_Reading passage_
# Installing PHP5 with TTF support

## Kaklz

Well, the question might be rather simple for the gurus out there ..

I'm installing PHP5 on my Gentoo box, but there are some PHP scripts that require the image ttf manipulation functions, like imagettftext, imagettfbox, etc. 

I've installed PHP with gd, gd-external, tiff, png, jpg and truetype USE flags, however PHP still reports that imagettftext is a call to undefined function.

As far as I read in PHP manual and surfed through this forum, I found out there is one more USE flag that I should add:

USE="xpm" emerge php mod_php

The problem is - when I add xpm to the USE flags, my gentoo box asks me to install X server. As that's a web server, I'm trying to set up, there's no need for X server. 

So the question is - is there any performance difference if I have X server installed, or not? Why do I need X server for my web server? Actually I don't believe that every web server with ttf support has X installed  :Rolling Eyes: 

Maybe there is some other way of installing PHP with full ttf support, without installing X server?

_Rows_
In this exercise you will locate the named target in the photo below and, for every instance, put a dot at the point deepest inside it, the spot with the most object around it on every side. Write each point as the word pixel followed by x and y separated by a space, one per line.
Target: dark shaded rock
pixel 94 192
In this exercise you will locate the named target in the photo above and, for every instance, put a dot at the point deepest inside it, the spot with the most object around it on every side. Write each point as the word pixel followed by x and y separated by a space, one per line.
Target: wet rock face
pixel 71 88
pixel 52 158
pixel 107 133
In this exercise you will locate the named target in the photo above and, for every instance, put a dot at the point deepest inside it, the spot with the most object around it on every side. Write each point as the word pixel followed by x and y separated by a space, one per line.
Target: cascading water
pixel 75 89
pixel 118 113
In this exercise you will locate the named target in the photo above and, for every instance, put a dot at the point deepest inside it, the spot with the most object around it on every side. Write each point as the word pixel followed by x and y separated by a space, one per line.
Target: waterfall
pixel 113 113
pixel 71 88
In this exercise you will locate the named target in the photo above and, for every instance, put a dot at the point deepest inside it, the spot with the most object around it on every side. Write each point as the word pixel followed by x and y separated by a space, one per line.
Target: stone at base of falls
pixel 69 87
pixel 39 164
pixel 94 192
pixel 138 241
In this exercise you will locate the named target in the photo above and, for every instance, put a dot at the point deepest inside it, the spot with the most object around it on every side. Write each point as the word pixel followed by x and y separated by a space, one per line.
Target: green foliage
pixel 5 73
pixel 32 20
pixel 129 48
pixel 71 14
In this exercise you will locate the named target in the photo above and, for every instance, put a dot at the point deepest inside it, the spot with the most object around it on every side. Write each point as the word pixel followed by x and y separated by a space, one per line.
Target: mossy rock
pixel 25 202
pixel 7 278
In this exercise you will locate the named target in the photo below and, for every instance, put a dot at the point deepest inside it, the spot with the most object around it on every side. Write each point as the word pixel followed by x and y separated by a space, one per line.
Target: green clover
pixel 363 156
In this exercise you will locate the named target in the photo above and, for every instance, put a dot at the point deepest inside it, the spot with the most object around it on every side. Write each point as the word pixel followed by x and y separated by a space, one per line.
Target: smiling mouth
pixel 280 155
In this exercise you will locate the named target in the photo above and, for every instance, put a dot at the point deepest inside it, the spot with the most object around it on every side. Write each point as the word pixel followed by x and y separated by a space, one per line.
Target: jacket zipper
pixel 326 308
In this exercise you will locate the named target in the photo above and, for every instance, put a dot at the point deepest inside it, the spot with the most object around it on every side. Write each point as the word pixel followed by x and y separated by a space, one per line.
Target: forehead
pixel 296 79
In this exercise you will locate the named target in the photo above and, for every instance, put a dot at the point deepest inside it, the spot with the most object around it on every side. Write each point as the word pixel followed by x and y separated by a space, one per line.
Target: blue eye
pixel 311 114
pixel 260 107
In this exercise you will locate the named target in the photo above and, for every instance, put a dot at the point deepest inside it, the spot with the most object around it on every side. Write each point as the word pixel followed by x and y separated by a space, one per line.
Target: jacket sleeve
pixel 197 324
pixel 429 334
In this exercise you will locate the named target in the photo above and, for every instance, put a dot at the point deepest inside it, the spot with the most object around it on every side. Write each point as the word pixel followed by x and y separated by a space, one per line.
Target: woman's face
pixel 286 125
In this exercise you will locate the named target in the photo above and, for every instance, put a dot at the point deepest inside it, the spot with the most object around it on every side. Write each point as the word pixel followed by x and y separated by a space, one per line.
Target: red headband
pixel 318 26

_Task goal_
Translate this sentence from the forum post on PHP5 with TTF support into Spanish: "Maybe there is some other way of installing PHP with full ttf support, without installing X server?" The material stands apart from the forum post about installing PHP5.

_Answer_
¿Quizás haya alguna otra forma de instalar PHP con soporte completo de TTF, sin instalar el servidor X?